TAREFA 1
No texto sobre o pianista Martins, repita o trecho que começa em "Mesmo com mais" e vai até "movimentos para sempre.", incluindo essas palavras.
TAREFA 2
Passe para o inglês esta frase do texto sobre o pianista Martins: "Retomou a sua carreira, voltando a tocar de 1979 a 1985."

TEXTO DE LEITURA

::::

Esse “pequeno acidente” provocou atrofia em três dedos de sua mão, impossibilitando-o de tocar por um ano inteiro. A recuperação foi longa e complicada, fazendo com que o maestro tocasse com dificuldade até os 30 anos. Contudo, esse foi apenas um dos muitos percalços que Martins teve que superar, durante sua trajetória. Após longos períodos de fisioterapia, o pianista voltou aos palcos e, mesmo com a dificuldade, as críticas foram bem favoráveis. No entanto, Martins novamente foi impossibilitado de tocar o piano, devido a distúrbios osteomusculares relacionados ao trabalho.
Mesmo com mais uma adversidade, o pianista não desistiu de sua carreira, adaptando-se às restrições que o problema lhe causava. Retomou a sua carreira, voltando a tocar de 1979 a 1985. Realizou 10 gravações de Bach, conseguindo concluir o restante de todas as gravações da obra do compositor. Entretanto, em 1995, mais uma vez, Martins foi vítima do destino. Durante um assalto na cidade de Sofia, o pianista foi golpeado com uma barra de ferro. A pancada comprometeu seriamente o seu braço direito. Depois de alguns processos cirúrgicos, fez-se necessário cortar a conexão neural entre o seu braço direito e o seu córtex sensório-motor, impossibilitando os seus movimentos para sempre.

::::

DADOS DE ORIGEM

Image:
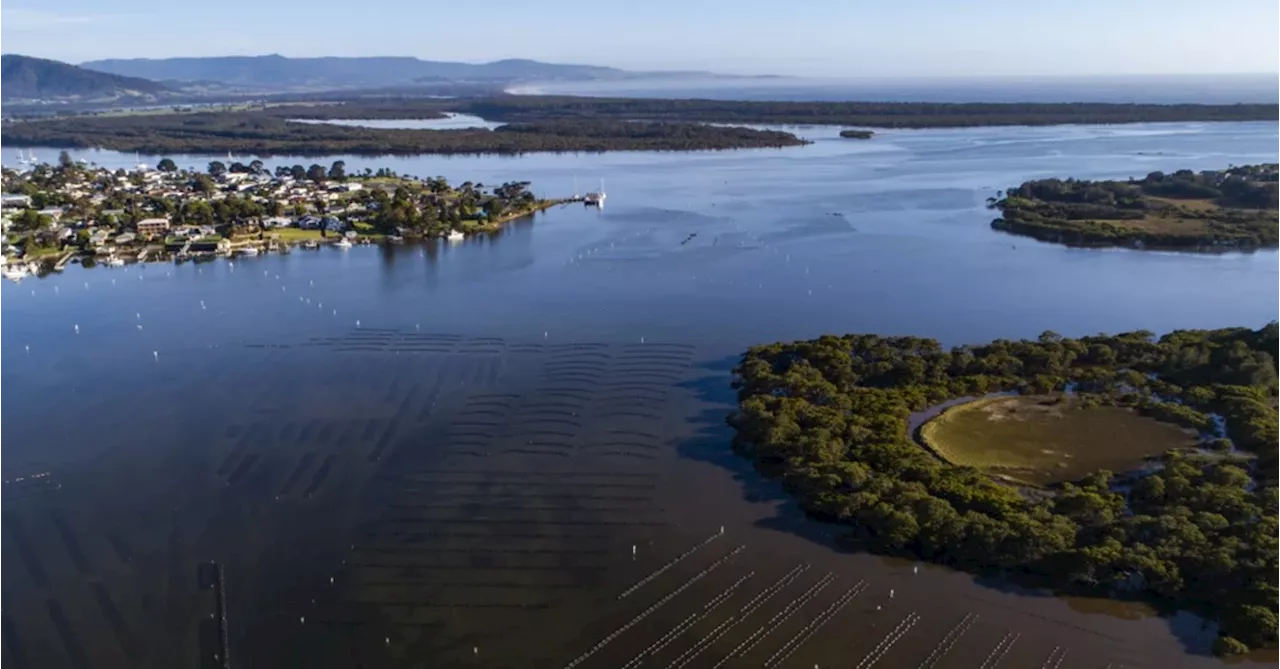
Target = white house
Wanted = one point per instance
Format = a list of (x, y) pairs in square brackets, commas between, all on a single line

::::

RESPOSTA 1
Mesmo com mais uma adversidade, o pianista não desistiu de sua carreira, adaptando-se às restrições que o problema lhe causava. Retomou a sua carreira, voltando a tocar de 1979 a 1985. Realizou 10 gravações de Bach, conseguindo concluir o restante de todas as gravações da obra do compositor. Entretanto, em 1995, mais uma vez, Martins foi vítima do destino. Durante um assalto na cidade de Sofia, o pianista foi golpeado com uma barra de ferro. A pancada comprometeu seriamente o seu braço direito. Depois de alguns processos cirúrgicos, fez-se necessário cortar a conexão neural entre o seu braço direito e o seu córtex sensório-motor, impossibilitando os seus movimentos para sempre.

RESPOSTA 2
He resumed his career, playing again from 1979 to 1985.